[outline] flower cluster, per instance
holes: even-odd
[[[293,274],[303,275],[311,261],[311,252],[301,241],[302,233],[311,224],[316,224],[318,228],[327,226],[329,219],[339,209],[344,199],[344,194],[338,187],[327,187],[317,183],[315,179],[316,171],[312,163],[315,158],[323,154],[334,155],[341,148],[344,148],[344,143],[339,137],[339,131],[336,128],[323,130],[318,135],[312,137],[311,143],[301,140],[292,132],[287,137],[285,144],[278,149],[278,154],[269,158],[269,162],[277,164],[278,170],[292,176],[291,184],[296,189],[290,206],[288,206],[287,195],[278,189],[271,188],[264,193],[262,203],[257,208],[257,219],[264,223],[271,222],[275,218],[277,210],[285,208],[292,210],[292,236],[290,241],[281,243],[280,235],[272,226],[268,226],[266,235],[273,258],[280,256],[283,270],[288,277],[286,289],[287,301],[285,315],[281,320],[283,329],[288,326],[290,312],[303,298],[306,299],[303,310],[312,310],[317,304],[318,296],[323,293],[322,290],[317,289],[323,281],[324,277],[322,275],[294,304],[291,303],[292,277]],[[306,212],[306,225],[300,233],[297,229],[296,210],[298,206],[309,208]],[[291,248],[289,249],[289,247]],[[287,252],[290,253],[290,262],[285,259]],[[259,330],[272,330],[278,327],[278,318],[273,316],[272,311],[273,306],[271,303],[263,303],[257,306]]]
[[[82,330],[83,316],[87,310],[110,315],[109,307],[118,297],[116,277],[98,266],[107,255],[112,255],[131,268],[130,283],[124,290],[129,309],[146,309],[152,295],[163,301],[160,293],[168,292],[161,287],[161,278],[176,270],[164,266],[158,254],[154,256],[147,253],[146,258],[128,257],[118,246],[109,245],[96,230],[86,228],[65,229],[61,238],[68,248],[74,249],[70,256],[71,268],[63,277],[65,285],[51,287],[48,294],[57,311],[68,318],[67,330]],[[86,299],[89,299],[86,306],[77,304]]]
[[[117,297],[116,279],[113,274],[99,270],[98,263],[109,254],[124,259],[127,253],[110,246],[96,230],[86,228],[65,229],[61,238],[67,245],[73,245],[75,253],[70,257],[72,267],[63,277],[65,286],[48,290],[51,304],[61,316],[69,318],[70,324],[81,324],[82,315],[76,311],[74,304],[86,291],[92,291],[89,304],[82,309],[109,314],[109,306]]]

- Exercise directions:
Pick out every line above that contains the word "outline" and copy each one in full, treating uppercase and lowercase as different.

- Solution for this task:
[outline] flower cluster, per instance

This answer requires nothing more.